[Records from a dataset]
•••••

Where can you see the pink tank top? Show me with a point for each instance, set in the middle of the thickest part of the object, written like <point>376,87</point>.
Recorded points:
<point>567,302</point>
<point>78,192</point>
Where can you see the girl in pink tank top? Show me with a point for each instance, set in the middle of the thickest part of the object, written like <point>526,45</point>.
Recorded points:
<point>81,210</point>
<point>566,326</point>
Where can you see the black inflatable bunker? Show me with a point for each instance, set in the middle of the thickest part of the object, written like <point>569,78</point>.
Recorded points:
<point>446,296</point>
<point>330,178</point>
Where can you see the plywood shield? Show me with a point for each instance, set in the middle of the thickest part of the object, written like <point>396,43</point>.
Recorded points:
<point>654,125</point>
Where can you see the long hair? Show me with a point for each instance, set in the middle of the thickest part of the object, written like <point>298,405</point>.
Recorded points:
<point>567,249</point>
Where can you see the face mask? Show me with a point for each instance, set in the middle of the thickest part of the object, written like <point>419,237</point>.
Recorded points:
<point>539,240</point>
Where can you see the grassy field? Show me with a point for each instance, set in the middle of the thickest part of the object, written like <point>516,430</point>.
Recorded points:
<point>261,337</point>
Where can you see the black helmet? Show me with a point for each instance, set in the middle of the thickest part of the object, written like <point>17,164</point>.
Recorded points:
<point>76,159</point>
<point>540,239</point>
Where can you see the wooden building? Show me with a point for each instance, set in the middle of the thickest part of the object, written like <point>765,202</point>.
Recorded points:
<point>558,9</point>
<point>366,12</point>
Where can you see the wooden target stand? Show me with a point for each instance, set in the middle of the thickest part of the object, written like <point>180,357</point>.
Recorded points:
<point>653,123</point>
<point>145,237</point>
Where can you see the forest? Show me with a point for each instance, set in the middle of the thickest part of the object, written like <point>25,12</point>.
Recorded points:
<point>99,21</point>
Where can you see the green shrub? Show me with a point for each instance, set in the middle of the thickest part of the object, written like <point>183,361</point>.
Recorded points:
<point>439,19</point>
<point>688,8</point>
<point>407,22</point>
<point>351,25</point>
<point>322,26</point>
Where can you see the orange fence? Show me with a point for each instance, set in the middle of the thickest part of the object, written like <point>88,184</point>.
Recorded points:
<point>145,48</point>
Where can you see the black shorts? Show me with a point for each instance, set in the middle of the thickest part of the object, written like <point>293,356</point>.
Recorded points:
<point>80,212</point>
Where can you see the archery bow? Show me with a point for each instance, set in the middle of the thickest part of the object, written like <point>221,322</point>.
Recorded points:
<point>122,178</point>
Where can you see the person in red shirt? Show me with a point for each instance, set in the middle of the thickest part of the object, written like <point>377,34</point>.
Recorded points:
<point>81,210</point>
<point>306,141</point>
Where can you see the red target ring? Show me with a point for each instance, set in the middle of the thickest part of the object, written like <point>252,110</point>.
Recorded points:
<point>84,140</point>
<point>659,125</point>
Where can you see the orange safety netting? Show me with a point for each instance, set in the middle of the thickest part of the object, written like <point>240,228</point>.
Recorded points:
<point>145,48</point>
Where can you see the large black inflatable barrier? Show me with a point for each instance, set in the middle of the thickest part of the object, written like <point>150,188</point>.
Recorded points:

•••••

- _Exercise brief_:
Where does "tank" appear in the records above? Copy each line that holds it.

- _Solution to this problem_:
Where can you see the pink tank top? Show me with a point for each instance, set in the middle of the thickest part of the object, written like <point>376,87</point>.
Where can you see the girl in pink tank top? Show me with a point for each instance, set in the middle of the thickest part of the object, written like <point>526,45</point>.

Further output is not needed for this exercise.